■ **YOUR INSTRUCTIONS**
Please rewrite the data below in full, changing "Point localization" to "Point detection" wherever it appears and keeping everything else the same.

━━━ EXERCISE INPUTS

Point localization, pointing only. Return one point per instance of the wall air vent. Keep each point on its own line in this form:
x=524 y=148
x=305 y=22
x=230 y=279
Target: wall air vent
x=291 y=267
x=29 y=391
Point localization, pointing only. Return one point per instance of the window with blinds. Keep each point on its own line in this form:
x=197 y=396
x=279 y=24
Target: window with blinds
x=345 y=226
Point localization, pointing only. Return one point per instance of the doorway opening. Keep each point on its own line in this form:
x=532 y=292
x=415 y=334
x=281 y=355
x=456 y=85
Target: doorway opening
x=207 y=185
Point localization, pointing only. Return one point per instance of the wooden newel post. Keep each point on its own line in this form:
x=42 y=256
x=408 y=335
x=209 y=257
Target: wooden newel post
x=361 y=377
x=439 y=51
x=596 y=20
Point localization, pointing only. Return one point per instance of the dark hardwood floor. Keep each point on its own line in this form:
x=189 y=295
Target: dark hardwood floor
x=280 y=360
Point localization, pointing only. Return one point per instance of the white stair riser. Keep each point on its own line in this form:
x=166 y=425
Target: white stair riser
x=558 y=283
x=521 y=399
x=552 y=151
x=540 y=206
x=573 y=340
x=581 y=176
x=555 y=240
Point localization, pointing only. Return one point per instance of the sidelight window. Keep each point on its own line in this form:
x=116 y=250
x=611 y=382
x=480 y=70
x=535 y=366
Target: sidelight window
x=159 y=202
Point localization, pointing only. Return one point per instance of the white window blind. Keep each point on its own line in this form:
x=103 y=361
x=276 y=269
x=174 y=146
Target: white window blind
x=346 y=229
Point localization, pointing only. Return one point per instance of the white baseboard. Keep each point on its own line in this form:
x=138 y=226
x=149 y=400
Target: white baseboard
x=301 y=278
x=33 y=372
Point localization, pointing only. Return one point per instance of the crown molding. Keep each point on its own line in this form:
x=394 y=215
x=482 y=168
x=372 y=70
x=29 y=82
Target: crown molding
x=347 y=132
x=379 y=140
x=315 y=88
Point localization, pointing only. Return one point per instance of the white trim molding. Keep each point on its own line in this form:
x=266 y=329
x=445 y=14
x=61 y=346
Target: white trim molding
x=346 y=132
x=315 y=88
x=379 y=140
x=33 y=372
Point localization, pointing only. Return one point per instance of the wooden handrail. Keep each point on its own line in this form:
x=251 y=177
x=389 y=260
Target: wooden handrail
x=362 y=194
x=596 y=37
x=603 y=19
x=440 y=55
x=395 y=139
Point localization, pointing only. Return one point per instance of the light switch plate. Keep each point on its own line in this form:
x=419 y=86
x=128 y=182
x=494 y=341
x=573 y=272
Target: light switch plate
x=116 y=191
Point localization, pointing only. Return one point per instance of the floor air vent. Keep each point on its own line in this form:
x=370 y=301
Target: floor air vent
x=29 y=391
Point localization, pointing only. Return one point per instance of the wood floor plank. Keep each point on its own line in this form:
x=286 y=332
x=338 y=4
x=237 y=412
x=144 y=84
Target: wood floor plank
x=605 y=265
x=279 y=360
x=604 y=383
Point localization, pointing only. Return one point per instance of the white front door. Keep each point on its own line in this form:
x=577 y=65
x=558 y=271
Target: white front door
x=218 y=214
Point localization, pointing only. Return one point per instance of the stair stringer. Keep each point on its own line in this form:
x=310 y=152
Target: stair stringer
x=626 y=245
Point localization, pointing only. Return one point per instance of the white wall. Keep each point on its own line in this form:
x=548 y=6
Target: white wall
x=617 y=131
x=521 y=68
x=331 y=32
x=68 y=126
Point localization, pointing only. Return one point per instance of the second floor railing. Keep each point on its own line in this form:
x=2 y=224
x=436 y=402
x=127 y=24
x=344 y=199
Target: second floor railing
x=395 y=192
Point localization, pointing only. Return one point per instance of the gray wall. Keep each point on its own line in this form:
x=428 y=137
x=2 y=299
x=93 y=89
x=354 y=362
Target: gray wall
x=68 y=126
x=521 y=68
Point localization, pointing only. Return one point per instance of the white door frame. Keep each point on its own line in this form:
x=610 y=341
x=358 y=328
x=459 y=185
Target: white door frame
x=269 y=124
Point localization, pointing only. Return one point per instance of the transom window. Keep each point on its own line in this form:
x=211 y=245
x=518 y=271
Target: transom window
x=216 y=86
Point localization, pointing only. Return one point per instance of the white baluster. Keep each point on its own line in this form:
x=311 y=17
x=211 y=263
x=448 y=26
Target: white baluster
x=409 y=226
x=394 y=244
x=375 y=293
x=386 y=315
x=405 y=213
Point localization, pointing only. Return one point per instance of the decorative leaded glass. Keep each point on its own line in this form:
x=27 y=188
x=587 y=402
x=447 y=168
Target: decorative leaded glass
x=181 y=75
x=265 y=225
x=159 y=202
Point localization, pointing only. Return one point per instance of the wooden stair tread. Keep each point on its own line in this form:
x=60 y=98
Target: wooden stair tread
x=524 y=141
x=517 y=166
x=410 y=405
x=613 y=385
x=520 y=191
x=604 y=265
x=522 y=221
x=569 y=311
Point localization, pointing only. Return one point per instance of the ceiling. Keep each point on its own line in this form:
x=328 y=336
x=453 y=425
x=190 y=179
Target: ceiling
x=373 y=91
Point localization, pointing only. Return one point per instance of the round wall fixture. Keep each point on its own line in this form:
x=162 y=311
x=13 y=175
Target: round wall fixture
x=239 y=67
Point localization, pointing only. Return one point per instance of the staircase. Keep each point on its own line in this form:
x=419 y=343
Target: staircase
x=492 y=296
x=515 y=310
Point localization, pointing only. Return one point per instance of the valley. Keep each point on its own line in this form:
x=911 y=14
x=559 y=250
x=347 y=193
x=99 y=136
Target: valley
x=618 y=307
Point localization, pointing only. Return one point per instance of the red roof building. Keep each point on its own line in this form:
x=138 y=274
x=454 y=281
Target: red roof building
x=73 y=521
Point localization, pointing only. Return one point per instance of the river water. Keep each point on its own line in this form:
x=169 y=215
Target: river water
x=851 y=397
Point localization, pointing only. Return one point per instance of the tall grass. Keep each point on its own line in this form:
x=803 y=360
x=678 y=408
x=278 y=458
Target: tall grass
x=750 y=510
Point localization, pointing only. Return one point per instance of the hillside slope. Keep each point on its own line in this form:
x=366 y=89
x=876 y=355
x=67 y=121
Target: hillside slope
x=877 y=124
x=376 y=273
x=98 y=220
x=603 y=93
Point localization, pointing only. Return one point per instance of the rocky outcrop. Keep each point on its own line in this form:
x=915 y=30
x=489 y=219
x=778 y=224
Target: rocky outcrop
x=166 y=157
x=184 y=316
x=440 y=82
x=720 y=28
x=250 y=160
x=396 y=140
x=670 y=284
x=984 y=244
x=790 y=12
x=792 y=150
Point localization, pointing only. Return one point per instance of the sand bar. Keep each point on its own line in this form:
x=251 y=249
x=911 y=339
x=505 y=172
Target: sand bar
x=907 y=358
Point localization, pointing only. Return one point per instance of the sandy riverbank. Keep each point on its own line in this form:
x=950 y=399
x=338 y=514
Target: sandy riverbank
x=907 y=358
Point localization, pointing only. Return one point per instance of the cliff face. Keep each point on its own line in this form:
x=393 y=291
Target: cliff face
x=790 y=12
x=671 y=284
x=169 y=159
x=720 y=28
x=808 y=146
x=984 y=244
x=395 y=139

━━━━━━

■ **ANSWER TO THIS TASK**
Point detection, pointing only. Return one point per instance of the wall air vent. Keep each point on its own line in this form:
x=524 y=148
x=305 y=22
x=230 y=279
Target: wall air vent
x=291 y=267
x=29 y=391
Point detection, pointing only. Return one point per instance of the window with blinds. Keep each point on its own line in this form:
x=197 y=396
x=279 y=24
Target: window with blinds
x=345 y=226
Point detection, pointing only. Return one point per instance of the doorway opening. Keep each point on its own line in this form:
x=532 y=292
x=415 y=334
x=281 y=355
x=456 y=85
Target: doorway opening
x=207 y=185
Point detection, pointing only. Return one point per instance of the wooden newel post. Keep each point on its own line in this form:
x=42 y=256
x=408 y=335
x=209 y=257
Target: wooden newel post
x=361 y=377
x=439 y=51
x=596 y=20
Point detection, pointing only. Return one point per instance of the dark hardwood floor. Keep each point on its own line in this form:
x=189 y=295
Target: dark hardwood floor
x=280 y=360
Point detection, pointing only. Return one point per instance of the white stair riser. Keep each point on its own line in this form:
x=166 y=425
Target: white stair riser
x=558 y=283
x=521 y=399
x=552 y=151
x=540 y=206
x=573 y=340
x=581 y=176
x=555 y=240
Point detection, pointing only. Return one point per instance of the sidelight window. Keep each point on its own line in this form:
x=116 y=250
x=611 y=382
x=480 y=70
x=535 y=366
Target: sidelight window
x=159 y=202
Point detection, pointing only. Return one point per instance of the white window blind. Keep each point on its own line in this form:
x=103 y=361
x=276 y=269
x=174 y=146
Target: white window blind
x=346 y=229
Point detection, pointing only. Return one point per instance of the white baseboard. Keep each point on its own line in this form:
x=138 y=226
x=149 y=400
Target: white baseboard
x=301 y=278
x=33 y=372
Point detection, pointing only. Return one point per instance of the crown molding. Keep each point on its own line in this form:
x=394 y=215
x=482 y=168
x=372 y=70
x=29 y=82
Target: crown molding
x=347 y=132
x=379 y=140
x=315 y=88
Point detection, pointing only. Return one point per instance of the white trim molding. Keep each point on its own line in this form:
x=266 y=329
x=445 y=14
x=61 y=346
Target: white trim molding
x=346 y=132
x=315 y=88
x=379 y=140
x=33 y=372
Point detection, pointing only. Return one point per instance of the wooden handrail. Keep each point on its own line in this form:
x=251 y=177
x=389 y=260
Target: wooden handrail
x=362 y=194
x=596 y=37
x=603 y=19
x=440 y=55
x=395 y=139
Point detection, pointing only. Return one point per instance of the light switch plate. Keep each point on its own line in this form:
x=419 y=86
x=128 y=182
x=494 y=341
x=573 y=272
Target: light switch plate
x=116 y=191
Point detection, pointing only. Return one point per instance of the floor air vent. Keep each point on its own line in this form:
x=370 y=301
Target: floor air vent
x=29 y=391
Point detection, pointing only. Return one point per instance of the wood floor plank. Keep each point on its own line in this form:
x=286 y=332
x=338 y=4
x=237 y=412
x=144 y=84
Target: wood floor plank
x=605 y=265
x=279 y=360
x=604 y=383
Point detection, pointing only. Return one point per instance of the white front door. Keep each point on its own line in this form:
x=577 y=65
x=558 y=271
Target: white front door
x=218 y=214
Point detection, pointing only. Return one point per instance of the stair stringer. Keep each point on its own line in this form:
x=310 y=152
Target: stair stringer
x=626 y=245
Point detection, pointing only. Return one point per instance of the white wall. Keep each point on its own line in this form:
x=548 y=6
Target: white wall
x=617 y=131
x=521 y=68
x=331 y=32
x=68 y=126
Point detection, pointing only. Return one point per instance of the second floor railing. Keep each point on its own line in this form:
x=2 y=224
x=436 y=402
x=127 y=24
x=344 y=199
Target: second floor railing
x=395 y=192
Point detection, pointing only. Return one point per instance of the gray wall. Keep each point on its own line in this form:
x=428 y=137
x=2 y=299
x=93 y=89
x=354 y=362
Target: gray wall
x=68 y=126
x=521 y=68
Point detection, pointing only. Return one point per instance of the white door frame. Keep each point on its own line in this form:
x=610 y=341
x=358 y=328
x=459 y=185
Target: white door frame
x=269 y=124
Point detection, pointing only. Return one point per instance of the transom window. Keep each point on its own line in this form:
x=211 y=245
x=518 y=271
Target: transom window
x=216 y=86
Point detection, pointing only. Return one point per instance of the white baluster. Keep each point on its own line in this form:
x=311 y=17
x=211 y=263
x=448 y=26
Target: white baluster
x=409 y=226
x=394 y=244
x=375 y=293
x=386 y=315
x=405 y=213
Point detection, pointing only. Return one point per instance of the decorative leaded glass. Keep each point on its own line in this form:
x=27 y=188
x=587 y=402
x=447 y=168
Target: decorative leaded glass
x=181 y=75
x=265 y=225
x=159 y=202
Point detection, pointing only. Return one point per instance of the wooden stair tread. Keep each point on its own line in this form:
x=60 y=98
Target: wooden stair tread
x=524 y=141
x=517 y=166
x=410 y=405
x=613 y=385
x=520 y=191
x=604 y=265
x=522 y=221
x=569 y=311
Point detection, pointing only. Return one point per instance of the ceiling. Keep each point on its own line in this form:
x=328 y=336
x=453 y=425
x=190 y=179
Target: ceiling
x=373 y=91
Point detection, pointing only. Return one point per instance of the round wall fixture. Keep each point on its own line in this form:
x=162 y=311
x=13 y=175
Target: round wall fixture
x=239 y=67
Point detection, pointing only. Return one point per instance of the staircase. Keep each point on its own line in this form:
x=419 y=343
Target: staircase
x=492 y=296
x=515 y=310
Point detection, pointing only. Return one point per instance of the valley. Keep each point on its own line in this form:
x=911 y=14
x=559 y=250
x=347 y=193
x=99 y=136
Target: valley
x=618 y=307
Point detection, pointing only. Return one point per instance of the red roof building. Keep each point on its own line in this form:
x=138 y=274
x=454 y=281
Target: red roof building
x=73 y=521
Point detection, pointing only. Return one point per instance of the river water. Keep each point on its own line in this form:
x=169 y=215
Target: river water
x=851 y=397
Point detection, pointing only. Return one point per instance of the tall grass. Keep each point on its own line in this form:
x=803 y=360
x=678 y=408
x=278 y=458
Target: tall grass
x=750 y=510
Point detection, pointing only. Return one point per instance of the hillside slope. Keep each point on its own line in this form:
x=366 y=89
x=876 y=355
x=67 y=121
Target: hillside slope
x=877 y=124
x=376 y=273
x=98 y=220
x=603 y=93
Point detection, pointing only. Return one point per instance of the rocky outcrop. Keep each point on its own line in this form:
x=915 y=30
x=489 y=219
x=778 y=224
Target: rocky outcrop
x=166 y=157
x=184 y=316
x=440 y=82
x=720 y=28
x=250 y=160
x=396 y=140
x=670 y=284
x=984 y=244
x=790 y=12
x=792 y=150
Point detection, pointing only. Return one point per instance of the sand bar. Keep each point on its own line in this form:
x=251 y=249
x=911 y=339
x=505 y=172
Target: sand bar
x=907 y=358
Point detection, pointing only. Return one point per instance of the sandy riverbank. Keep each point on its own line in this form:
x=950 y=399
x=338 y=514
Target: sandy riverbank
x=907 y=358
Point detection, pointing only. Return one point per instance of the cliff face. Keep each point on its own line in this form:
x=393 y=291
Target: cliff face
x=790 y=12
x=671 y=284
x=169 y=159
x=720 y=28
x=808 y=146
x=984 y=244
x=395 y=139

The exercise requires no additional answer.